:: Data entries ::
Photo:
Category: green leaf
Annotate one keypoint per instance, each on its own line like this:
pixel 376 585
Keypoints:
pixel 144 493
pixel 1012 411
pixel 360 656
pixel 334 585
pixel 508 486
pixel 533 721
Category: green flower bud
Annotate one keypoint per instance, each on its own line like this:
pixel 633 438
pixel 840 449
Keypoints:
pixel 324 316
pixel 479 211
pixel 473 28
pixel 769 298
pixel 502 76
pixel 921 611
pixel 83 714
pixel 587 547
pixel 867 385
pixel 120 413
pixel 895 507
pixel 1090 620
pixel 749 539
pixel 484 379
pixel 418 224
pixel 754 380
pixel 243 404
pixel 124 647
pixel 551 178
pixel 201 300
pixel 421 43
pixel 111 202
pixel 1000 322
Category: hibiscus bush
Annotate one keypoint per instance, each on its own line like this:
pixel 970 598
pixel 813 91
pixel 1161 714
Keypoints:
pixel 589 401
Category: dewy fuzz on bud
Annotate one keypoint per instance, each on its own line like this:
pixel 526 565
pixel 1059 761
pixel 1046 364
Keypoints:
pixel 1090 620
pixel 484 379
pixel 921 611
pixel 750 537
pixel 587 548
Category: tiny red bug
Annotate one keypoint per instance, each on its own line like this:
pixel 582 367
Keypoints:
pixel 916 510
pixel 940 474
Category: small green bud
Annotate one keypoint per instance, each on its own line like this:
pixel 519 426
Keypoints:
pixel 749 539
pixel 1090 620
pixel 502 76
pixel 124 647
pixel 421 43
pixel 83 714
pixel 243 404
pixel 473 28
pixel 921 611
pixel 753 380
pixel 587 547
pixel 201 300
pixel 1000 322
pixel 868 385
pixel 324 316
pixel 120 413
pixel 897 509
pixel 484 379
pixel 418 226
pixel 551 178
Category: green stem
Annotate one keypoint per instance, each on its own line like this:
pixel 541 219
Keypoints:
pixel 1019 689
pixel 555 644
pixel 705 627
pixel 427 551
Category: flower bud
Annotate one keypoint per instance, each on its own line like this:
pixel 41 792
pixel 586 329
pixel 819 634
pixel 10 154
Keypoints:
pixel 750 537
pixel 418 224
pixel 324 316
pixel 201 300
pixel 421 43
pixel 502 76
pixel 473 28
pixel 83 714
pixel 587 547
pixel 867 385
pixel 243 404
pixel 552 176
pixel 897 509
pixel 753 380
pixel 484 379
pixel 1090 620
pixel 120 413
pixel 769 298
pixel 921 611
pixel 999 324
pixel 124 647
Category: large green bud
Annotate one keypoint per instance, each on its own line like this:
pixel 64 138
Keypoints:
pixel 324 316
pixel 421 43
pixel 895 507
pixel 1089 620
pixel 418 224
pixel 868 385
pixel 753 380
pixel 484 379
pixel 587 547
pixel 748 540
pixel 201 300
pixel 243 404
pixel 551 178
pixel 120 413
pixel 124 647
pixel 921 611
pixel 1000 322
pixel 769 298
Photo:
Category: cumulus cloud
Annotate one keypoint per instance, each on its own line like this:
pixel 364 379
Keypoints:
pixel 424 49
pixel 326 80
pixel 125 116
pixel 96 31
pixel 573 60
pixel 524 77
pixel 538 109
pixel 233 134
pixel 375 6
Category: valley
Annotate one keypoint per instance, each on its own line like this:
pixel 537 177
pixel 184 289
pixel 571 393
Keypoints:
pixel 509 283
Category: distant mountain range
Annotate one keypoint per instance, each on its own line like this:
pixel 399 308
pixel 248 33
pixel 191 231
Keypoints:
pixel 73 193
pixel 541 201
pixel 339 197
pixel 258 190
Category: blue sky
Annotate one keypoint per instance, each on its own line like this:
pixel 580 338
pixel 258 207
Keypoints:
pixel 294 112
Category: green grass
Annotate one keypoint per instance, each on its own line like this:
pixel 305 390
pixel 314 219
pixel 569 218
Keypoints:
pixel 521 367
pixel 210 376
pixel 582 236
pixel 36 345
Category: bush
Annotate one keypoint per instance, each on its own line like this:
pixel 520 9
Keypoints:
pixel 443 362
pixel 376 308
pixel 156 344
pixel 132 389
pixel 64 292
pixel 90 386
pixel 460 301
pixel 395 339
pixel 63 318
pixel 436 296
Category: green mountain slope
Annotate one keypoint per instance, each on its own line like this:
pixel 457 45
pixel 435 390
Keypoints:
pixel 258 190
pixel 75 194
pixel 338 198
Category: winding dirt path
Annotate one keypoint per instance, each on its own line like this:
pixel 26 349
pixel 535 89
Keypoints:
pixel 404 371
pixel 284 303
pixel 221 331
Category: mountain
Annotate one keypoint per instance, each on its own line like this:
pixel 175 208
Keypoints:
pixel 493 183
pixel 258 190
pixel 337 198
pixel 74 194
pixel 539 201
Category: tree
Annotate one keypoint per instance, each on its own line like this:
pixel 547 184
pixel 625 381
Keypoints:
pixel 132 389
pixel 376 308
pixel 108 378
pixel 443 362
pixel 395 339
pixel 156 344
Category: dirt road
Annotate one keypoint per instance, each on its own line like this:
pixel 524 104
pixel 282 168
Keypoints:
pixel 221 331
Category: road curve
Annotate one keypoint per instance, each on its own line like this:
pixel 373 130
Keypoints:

:: What you will do ::
Write out the whole listing exactly.

:: Solution to the exercise ::
Photo:
Category: green leaf
Annotate one keypoint per instance, each on its own line like this:
pixel 376 585
Keypoints:
pixel 144 493
pixel 1012 411
pixel 360 656
pixel 334 585
pixel 508 486
pixel 533 721
Category: green flower bud
Annotate one keypoint per instance, each on its own line like this:
pixel 633 438
pixel 840 449
Keypoints:
pixel 324 316
pixel 479 211
pixel 473 28
pixel 769 298
pixel 502 76
pixel 921 611
pixel 83 714
pixel 587 547
pixel 867 385
pixel 120 413
pixel 895 507
pixel 1090 620
pixel 749 539
pixel 484 379
pixel 418 224
pixel 754 380
pixel 243 404
pixel 124 647
pixel 551 178
pixel 201 300
pixel 421 43
pixel 111 202
pixel 1000 322
Category: hibiscus bush
Annotate one keypoint per instance, each on its own line like this:
pixel 970 598
pixel 813 91
pixel 1161 714
Keypoints:
pixel 589 401
Category: dewy fuzz on bud
Annotate one keypoint per instance, each on its own line like this:
pixel 526 565
pixel 1059 761
pixel 1046 364
Keypoints:
pixel 1090 620
pixel 484 379
pixel 921 611
pixel 750 537
pixel 587 548
Category: tiny red bug
Annotate one keypoint per instance, each on its own line like this:
pixel 582 367
Keypoints:
pixel 916 510
pixel 940 474
Category: small green bud
Annotate one keypoint per instance, each on its own line like this:
pixel 519 426
Keypoints:
pixel 749 539
pixel 1090 620
pixel 502 76
pixel 124 647
pixel 421 43
pixel 83 714
pixel 243 404
pixel 473 28
pixel 921 611
pixel 753 380
pixel 587 547
pixel 201 300
pixel 1000 322
pixel 868 385
pixel 324 316
pixel 120 413
pixel 897 509
pixel 484 379
pixel 418 226
pixel 551 178
Category: green stem
Annotate one keypoint per instance, each on its own line like this:
pixel 541 219
Keypoints:
pixel 1019 689
pixel 555 644
pixel 705 627
pixel 427 551
Category: flower bud
Annotate one keypoint per instance, each on its own line like this:
pixel 41 792
pixel 586 329
pixel 819 634
pixel 10 154
Keypoints:
pixel 750 537
pixel 418 224
pixel 324 316
pixel 201 300
pixel 421 43
pixel 502 76
pixel 473 28
pixel 83 714
pixel 587 547
pixel 867 385
pixel 243 404
pixel 552 176
pixel 897 509
pixel 753 380
pixel 484 379
pixel 1090 620
pixel 120 413
pixel 769 298
pixel 921 611
pixel 999 324
pixel 124 647
Category: large green bud
Annotate one keypoint per instance, each on its own line like this:
pixel 64 138
Keypoints:
pixel 324 316
pixel 421 43
pixel 895 507
pixel 1089 620
pixel 418 224
pixel 868 385
pixel 753 380
pixel 484 379
pixel 587 547
pixel 748 540
pixel 201 300
pixel 243 404
pixel 551 178
pixel 120 413
pixel 124 647
pixel 921 611
pixel 1000 322
pixel 769 298
Photo:
Category: cumulus cloud
Annotate one keypoint per instance, each on its own line like this:
pixel 364 379
Keypoints:
pixel 424 49
pixel 326 80
pixel 125 116
pixel 96 31
pixel 573 60
pixel 524 77
pixel 538 109
pixel 233 134
pixel 375 6
Category: valley
Annotate one keypoint per instance, each on its own line like this:
pixel 537 177
pixel 184 289
pixel 571 393
Keypoints:
pixel 509 283
Category: distant mountain range
Annotate one keypoint per instance, each on its own line like this:
pixel 399 308
pixel 248 33
pixel 191 231
Keypoints:
pixel 73 193
pixel 541 201
pixel 339 197
pixel 258 190
Category: blue sky
Annotate one keypoint per instance, each on its own line like this:
pixel 580 338
pixel 258 207
Keypoints:
pixel 294 112
Category: green grass
Annotate one keypoint per instance, each on its own line like this:
pixel 305 390
pixel 314 219
pixel 569 218
Keypoints:
pixel 521 367
pixel 210 376
pixel 582 236
pixel 36 345
Category: bush
Annotate one keypoint per instance, each on its own line like this:
pixel 520 9
Keypoints:
pixel 443 362
pixel 376 308
pixel 156 344
pixel 132 389
pixel 64 292
pixel 90 386
pixel 460 301
pixel 395 339
pixel 63 318
pixel 436 296
Category: green mountain slope
Annotate one keypoint per instance, each on its own line like this:
pixel 457 45
pixel 435 390
Keypoints:
pixel 258 190
pixel 75 194
pixel 338 198
Category: winding dirt path
Annotate one keypoint per instance, each on its own line like this:
pixel 26 349
pixel 535 89
Keypoints:
pixel 404 371
pixel 284 303
pixel 221 331
Category: mountain
Annotate one keypoint per instance, each on its own line like this:
pixel 175 208
Keypoints:
pixel 493 183
pixel 258 190
pixel 337 198
pixel 74 194
pixel 539 201
Category: tree
Annotate one keypoint per instance, each on its own line like this:
pixel 547 184
pixel 625 381
Keypoints:
pixel 132 389
pixel 376 308
pixel 108 378
pixel 443 362
pixel 395 339
pixel 156 344
Category: dirt road
Annotate one keypoint per instance, each on its own line like this:
pixel 524 104
pixel 282 168
Keypoints:
pixel 221 331
Category: road curve
Annotate one keypoint per instance, each on its own line like this:
pixel 373 130
Keypoints:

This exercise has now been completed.